SHORT TASK 1
According to the text about Research Cave, how far back does the evidence of human habitation at the site go?
SHORT TASK 2
Write what comes next in the text about Research Cave, starting after its final sentence.

- Research Cave
- U.S. National Register of Historic Places
- U.S. National Historic Landmark
- Nearest city: Portland, Missouri
- NRHP reference No.: 66000415

Significant dates
- Added to NRHP: October 15, 1966
- Designated NHL: July 19, 1964

= Research Cave =

Cave in Missouri, U.S.

Research Cave, also known as the Arnold Research Cave and the Saltpetre Cave, and designated by the Smithsonian trinomial 23CY64, is a major Native American archaeological site near Portland, Missouri. Investigation of the site has uncovered evidence of human habitation as far back as 8,000 years. The site was designated a National Historic Landmark in 1964; it has been recommended for de-designation due to looting.

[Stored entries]

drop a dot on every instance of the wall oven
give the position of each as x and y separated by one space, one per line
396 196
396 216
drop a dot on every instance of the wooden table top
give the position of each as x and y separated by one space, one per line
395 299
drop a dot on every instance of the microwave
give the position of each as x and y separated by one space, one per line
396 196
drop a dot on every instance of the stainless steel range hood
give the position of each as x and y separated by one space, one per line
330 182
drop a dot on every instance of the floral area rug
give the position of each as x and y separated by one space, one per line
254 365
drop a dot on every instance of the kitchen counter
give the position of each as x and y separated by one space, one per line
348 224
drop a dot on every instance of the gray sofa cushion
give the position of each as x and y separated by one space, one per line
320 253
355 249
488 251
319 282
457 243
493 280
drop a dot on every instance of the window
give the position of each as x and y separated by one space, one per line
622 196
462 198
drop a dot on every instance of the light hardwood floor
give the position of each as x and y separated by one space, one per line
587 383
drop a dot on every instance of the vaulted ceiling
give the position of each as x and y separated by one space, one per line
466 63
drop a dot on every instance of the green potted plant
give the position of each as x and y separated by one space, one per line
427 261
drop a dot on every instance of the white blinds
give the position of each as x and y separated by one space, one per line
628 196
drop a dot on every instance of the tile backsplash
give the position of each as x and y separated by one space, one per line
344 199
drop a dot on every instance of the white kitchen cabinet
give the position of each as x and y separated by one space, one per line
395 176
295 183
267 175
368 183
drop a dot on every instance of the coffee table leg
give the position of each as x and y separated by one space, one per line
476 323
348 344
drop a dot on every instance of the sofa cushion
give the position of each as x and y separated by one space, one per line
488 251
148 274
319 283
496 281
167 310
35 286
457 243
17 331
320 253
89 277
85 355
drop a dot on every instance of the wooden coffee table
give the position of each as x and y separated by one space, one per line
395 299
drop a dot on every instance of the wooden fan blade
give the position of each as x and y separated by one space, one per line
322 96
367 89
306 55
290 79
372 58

EXPECTED OUTPUT 1
As far back as 8,000 years.

EXPECTED OUTPUT 2
==Description==
The cave is located in an outcrop of sandstone approximately 2 mi north of Portland, overlooking the Missouri River. The cave is substantially more than a rock shelter, with interior chambers accessible by low passages. When white settlers moved to the area in the early 19th century, one of them, John Phillips, began mining saltpetre from the cave for the manufacture of gunpowder. A later long-term owner was H.A. Arnold, giving the cave the name by which it is most commonly known. It has been the subject of archaeological interest since the mid-1950s, with intermixed materials that date back an estimate seven to ten thousand years. Finds at the cave are particularly notable for fine examples of footwear. The cave has produced several of North America's oldest human clothing finds including a pair of leather wrapped moccasins dating back 5,500 years ago. The site has been repeatedly disturbed, both by burrowing animals, and previously laid layers of cultural materials have been disturbed by subsequent occupants of the cave. By the early 1980s alterations to deposits at the cave mouth by the property owner had compromised some of the materials.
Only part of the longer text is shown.